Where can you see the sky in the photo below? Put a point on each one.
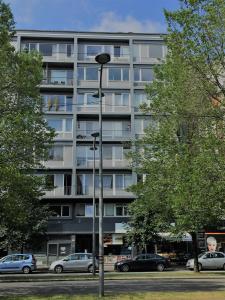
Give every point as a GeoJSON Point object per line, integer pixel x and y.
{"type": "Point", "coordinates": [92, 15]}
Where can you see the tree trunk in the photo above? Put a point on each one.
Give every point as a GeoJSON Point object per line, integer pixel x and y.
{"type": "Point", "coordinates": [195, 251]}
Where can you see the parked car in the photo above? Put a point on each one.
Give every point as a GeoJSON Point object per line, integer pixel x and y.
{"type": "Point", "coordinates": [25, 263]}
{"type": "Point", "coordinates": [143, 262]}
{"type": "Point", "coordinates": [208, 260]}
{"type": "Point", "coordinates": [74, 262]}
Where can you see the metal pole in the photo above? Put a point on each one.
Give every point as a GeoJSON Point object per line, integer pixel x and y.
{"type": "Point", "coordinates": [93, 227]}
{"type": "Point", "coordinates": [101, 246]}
--
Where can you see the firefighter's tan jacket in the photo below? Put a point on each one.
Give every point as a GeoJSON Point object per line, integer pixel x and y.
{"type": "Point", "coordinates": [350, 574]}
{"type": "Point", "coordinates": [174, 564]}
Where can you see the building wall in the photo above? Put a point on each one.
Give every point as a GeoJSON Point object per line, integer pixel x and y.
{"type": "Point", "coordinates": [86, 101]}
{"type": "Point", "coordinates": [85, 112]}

Given request:
Locate each line in the listing above that contains the string "photo", treating uppercase and lowercase as different, and copy those lines out.

The result:
Where can you see the sky in the photo below? Put a point on each one.
Where can you see the tree trunk in the photo above? Put a point on each one.
Where can you see the parked car in the photo above? Put a point on each one.
Where can you see the metal pole in the photo above? Put a point on each one.
Where can you see the firefighter's tan jacket in the photo below? Put a point on each one.
Where can you see the building wall in the photo above? Put a point on each one.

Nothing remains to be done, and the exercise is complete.